Data Encoding For Healthcare Data Democratisation and Information Leakage Prevention

Artcle: https://arxiv.org/pdf/2305.03710.pdf

Introduction

 The article discusses the potential for deep learning to impact healthcare but highlights several hindrances in its development and acceptance. One of the major hindrances is the lack of data democratization and latent information leakage. Data democratization refers to the difficulty in making healthcare data available to AI researchers due to data privacy laws. Latent information leakage refers to the sensitive patient information that deep learning models can infer, potentially violating patient privacy. The article emphasizes the need for mechanisms to mask private information while retaining the data semantics to enable data sharing or democratization.

Method

    The authors of this study suggest a framework that divides the time-series into segments of length n and applies a transformation operation f() on every segment, which results in an encoded version of the segment. The dimensions of the transformed and input segments are the same, and each encoded segment of length n is temporally concatenated to obtain the encoded version of the signal. The framework uses random projection and random quantum encoding as data transformation operations to transform the input data into a random subspace, making the data imperceptible. Random projection is a method of projecting input data into a random subspace using a random projection matrix, while random quantum encoding refers to a process of data transformation through the use of a quantum circuit containing multiple gates with random parameters.

• [Data extract]:
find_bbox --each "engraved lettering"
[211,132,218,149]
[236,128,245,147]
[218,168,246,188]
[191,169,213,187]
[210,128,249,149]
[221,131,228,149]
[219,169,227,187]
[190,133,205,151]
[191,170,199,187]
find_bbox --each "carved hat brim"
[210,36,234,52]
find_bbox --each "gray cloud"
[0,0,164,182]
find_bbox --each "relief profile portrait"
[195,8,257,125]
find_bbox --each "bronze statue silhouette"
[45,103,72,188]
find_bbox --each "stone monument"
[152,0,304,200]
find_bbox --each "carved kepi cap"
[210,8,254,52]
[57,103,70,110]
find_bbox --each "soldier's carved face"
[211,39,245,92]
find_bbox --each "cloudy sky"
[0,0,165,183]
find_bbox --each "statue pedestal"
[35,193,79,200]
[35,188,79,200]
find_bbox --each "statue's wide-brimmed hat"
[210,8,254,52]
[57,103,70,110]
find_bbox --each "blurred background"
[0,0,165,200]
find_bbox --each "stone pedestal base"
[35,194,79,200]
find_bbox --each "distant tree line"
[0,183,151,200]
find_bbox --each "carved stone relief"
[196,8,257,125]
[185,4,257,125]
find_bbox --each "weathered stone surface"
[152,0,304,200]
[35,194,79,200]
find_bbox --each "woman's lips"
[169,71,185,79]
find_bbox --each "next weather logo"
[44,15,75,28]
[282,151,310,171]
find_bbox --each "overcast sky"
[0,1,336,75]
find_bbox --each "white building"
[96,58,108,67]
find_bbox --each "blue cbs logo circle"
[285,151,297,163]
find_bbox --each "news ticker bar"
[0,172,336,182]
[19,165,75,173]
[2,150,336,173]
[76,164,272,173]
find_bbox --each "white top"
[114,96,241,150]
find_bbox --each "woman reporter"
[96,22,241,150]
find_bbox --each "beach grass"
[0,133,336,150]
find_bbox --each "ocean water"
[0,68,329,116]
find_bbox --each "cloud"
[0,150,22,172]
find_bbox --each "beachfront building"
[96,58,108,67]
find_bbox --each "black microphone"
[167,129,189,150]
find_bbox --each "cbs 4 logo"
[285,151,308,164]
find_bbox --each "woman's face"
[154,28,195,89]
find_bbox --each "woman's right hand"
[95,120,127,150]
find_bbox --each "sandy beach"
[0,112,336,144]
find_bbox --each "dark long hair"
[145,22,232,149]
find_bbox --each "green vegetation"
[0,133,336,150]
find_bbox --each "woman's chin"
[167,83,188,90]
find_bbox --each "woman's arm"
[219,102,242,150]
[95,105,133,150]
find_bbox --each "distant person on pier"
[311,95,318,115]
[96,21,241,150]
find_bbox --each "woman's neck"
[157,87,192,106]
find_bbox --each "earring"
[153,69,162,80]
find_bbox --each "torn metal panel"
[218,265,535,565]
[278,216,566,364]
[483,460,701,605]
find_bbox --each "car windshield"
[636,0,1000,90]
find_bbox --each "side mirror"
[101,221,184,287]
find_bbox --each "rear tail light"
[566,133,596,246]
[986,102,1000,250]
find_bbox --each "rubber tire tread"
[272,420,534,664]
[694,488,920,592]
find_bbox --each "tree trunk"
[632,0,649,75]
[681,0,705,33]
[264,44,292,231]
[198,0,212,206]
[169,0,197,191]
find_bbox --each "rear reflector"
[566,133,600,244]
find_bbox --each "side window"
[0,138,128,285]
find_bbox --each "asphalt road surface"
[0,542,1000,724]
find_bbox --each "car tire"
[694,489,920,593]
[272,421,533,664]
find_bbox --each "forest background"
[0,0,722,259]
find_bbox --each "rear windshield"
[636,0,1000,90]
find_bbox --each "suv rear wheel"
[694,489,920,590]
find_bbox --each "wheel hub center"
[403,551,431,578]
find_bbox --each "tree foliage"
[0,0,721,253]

• [Tasks and exercises]:
1. Which terms does the summary on healthcare data encoding explicitly define? List each one.
2. Can you transcribe the summary on healthcare data encoding, starting at "Data Encoding For" and ending at "sharing or democratization."?

• [Answers by item number]:
1.
- Data democratization
- Latent information leakage
- Random projection
- Random quantum encoding

2.
Data Encoding For Healthcare Data Democratisation and Information Leakage Prevention

Artcle: https://arxiv.org/pdf/2305.03710.pdf

Introduction

 The article discusses the potential for deep learning to impact healthcare but highlights several hindrances in its development and acceptance. One of the major hindrances is the lack of data democratization and latent information leakage. Data democratization refers to the difficulty in making healthcare data available to AI researchers due to data privacy laws. Latent information leakage refers to the sensitive patient information that deep learning models can infer, potentially violating patient privacy. The article emphasizes the need for mechanisms to mask private information while retaining the data semantics to enable data sharing or democratization.